-- MATERIAL FOR THE TASK follows --

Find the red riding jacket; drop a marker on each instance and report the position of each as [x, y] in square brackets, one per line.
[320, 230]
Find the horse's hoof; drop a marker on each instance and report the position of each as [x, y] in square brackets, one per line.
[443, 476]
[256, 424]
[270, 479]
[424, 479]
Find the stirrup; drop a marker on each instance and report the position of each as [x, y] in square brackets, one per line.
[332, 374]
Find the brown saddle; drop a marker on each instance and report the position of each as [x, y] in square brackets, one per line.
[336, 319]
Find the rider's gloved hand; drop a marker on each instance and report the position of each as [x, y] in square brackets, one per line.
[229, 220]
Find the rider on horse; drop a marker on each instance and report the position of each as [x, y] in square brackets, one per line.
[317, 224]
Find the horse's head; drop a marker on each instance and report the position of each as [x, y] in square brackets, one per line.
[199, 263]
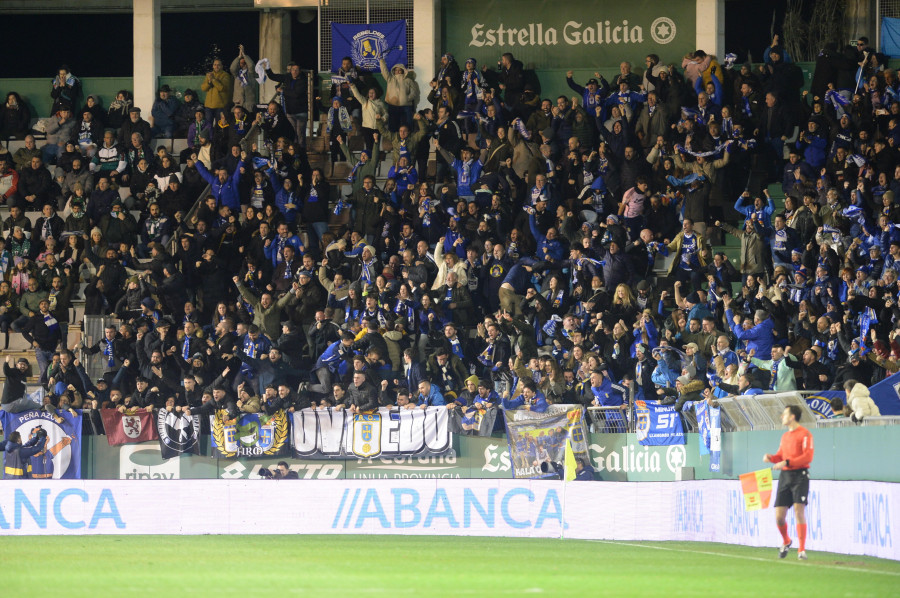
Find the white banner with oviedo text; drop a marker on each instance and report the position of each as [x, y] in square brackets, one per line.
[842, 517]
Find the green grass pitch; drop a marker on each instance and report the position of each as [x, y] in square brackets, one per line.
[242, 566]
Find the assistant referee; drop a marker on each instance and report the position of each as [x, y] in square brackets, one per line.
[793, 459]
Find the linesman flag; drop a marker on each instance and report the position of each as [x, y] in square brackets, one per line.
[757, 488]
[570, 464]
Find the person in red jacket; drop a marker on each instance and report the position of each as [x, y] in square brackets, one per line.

-- MATERIAL FOR THE TASK concluded --

## WHAT TO WORK ON
Repeat the records above exactly, without any pictures.

## REPLY
Find the red riding jacket; drop a marker on each instance and report the position of each as [x, y] in square brackets, one per line.
[320, 230]
Find the horse's hoof; drop a marker on each instance and report the position of each as [x, y] in square brackets, one per line.
[443, 476]
[256, 424]
[270, 479]
[424, 479]
Find the stirrup; drop a marker on each instance and report the position of each as [x, y] in square brackets, one per line.
[332, 374]
Find the brown saddle; drop a marker on each instance and report the position of each as [x, y] in square brackets, one per line.
[336, 319]
Find the rider's gloved hand; drop a marker on each instance and report the position of each as [x, y] in square brackets, one per line.
[229, 220]
Find the rider on horse; drop a marker on each instance and report the position of each as [x, y] in square brackets, one per line.
[317, 224]
Find the horse's head; drop a marker on each instance and report the position of each as [x, y] in square brackets, one per line.
[199, 263]
Find the white banner with oviedo text; drop a marker on each instance and report the position of each as [x, y] in square brackets, one per line.
[842, 517]
Find the green grass pitch; drop a marker on each instance and report the position of each as [x, y] in square brackets, one per line.
[242, 566]
Find the assistant referee; drop a marker on each instance and report the position of each as [x, y] in square brackets, one per line.
[793, 459]
Find the linesman flag; drop a marker on each instance and report the position of each as [x, y] in square brackets, one per line.
[757, 488]
[570, 464]
Find the person in red jacket; drop a marker on each instance and report the position of each as [x, y] in square brackets, one per line.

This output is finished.